(Aim): List every line below that contains the word "shorts", copying each one in full.

──────

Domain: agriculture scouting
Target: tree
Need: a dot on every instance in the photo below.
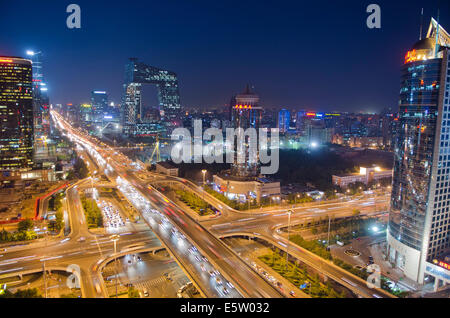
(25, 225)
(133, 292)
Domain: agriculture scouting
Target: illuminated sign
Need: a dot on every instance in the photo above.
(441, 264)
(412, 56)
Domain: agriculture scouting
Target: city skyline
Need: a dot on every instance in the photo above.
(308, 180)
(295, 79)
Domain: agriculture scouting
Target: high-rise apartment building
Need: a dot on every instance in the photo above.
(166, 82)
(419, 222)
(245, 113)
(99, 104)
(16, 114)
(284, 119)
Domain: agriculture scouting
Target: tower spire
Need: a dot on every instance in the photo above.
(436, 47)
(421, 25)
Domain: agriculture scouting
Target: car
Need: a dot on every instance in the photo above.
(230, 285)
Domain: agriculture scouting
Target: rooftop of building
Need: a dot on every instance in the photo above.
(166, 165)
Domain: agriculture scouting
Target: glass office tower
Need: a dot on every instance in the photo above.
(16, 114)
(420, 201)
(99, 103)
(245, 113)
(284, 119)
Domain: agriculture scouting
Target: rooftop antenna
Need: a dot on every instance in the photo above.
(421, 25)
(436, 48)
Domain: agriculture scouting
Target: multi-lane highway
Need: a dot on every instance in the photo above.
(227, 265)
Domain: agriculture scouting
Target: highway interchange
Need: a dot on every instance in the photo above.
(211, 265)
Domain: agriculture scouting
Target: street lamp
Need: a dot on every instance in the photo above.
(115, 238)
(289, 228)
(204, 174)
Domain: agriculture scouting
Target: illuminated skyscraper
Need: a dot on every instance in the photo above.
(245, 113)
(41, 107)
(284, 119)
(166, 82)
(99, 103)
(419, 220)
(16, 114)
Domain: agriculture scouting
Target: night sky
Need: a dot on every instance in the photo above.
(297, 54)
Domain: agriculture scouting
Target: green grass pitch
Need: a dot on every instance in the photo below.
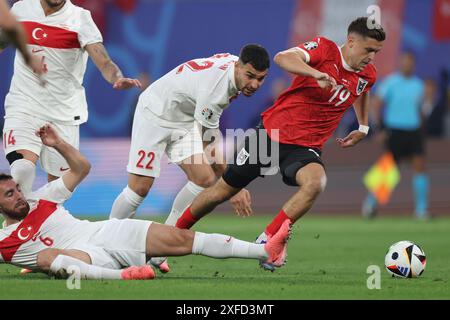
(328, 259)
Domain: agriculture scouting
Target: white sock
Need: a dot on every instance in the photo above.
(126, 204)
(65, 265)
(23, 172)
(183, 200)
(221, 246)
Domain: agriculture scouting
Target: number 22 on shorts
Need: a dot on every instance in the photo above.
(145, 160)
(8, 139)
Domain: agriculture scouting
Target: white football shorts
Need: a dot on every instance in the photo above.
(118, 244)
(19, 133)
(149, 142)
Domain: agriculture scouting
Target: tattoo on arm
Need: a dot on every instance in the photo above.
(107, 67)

──────

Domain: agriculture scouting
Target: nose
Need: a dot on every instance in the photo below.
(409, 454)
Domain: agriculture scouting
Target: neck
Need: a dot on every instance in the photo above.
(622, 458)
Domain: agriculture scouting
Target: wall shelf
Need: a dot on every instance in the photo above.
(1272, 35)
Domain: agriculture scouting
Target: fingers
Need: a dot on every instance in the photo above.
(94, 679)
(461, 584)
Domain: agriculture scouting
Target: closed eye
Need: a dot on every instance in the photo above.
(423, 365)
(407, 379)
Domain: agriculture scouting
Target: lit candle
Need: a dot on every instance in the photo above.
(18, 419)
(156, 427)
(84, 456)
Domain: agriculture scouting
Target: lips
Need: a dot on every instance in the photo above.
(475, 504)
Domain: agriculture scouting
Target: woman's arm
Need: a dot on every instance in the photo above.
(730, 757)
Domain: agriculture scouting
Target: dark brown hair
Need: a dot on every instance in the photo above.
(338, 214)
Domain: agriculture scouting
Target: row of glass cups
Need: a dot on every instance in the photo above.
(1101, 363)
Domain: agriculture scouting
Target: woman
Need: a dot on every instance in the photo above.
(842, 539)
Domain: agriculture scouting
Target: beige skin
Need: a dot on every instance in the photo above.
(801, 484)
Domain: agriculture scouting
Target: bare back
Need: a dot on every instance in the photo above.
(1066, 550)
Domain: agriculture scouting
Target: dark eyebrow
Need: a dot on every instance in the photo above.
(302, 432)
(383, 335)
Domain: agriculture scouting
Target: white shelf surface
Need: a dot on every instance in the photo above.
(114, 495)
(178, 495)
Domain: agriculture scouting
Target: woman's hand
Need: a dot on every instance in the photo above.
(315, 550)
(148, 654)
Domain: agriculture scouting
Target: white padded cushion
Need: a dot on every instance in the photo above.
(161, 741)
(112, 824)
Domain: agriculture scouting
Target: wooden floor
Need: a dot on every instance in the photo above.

──────

(Written response):
Target: number 22 on shorts
Target: white football shorts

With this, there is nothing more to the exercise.